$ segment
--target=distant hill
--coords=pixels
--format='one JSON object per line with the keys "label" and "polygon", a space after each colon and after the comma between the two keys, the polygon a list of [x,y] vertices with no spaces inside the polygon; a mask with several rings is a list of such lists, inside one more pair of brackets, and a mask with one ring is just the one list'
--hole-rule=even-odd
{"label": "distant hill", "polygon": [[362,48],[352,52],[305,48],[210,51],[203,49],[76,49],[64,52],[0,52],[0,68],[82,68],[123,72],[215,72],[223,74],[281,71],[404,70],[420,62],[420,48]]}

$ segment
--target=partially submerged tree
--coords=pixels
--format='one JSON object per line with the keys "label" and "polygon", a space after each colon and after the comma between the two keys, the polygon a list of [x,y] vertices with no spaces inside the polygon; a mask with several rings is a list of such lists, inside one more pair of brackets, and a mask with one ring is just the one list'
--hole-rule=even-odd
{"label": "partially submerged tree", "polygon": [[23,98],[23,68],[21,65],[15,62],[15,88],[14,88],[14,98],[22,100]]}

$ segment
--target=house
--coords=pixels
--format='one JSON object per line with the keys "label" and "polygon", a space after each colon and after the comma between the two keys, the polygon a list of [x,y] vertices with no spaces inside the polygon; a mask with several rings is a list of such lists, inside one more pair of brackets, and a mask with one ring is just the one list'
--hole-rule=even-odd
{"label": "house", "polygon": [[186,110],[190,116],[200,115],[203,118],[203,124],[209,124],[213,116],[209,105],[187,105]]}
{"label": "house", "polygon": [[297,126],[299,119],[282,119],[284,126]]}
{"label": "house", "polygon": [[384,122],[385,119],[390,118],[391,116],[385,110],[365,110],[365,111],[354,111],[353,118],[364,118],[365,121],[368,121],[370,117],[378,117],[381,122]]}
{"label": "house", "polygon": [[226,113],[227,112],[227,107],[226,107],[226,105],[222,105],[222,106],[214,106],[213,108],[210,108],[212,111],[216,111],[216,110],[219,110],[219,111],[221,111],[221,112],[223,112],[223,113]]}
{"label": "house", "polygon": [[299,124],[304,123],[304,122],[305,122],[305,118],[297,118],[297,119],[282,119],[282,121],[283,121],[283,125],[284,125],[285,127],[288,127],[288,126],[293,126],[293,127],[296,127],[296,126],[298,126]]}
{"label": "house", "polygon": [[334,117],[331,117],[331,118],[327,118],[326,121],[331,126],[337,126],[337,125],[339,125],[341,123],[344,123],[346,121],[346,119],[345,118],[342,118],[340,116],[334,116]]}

○ ○ ○

## [What you need to do]
Report every line in the entries above that contains the string "target", matching its case exactly.

## [Expected output]
--target=distant hill
--target=partially submerged tree
--target=house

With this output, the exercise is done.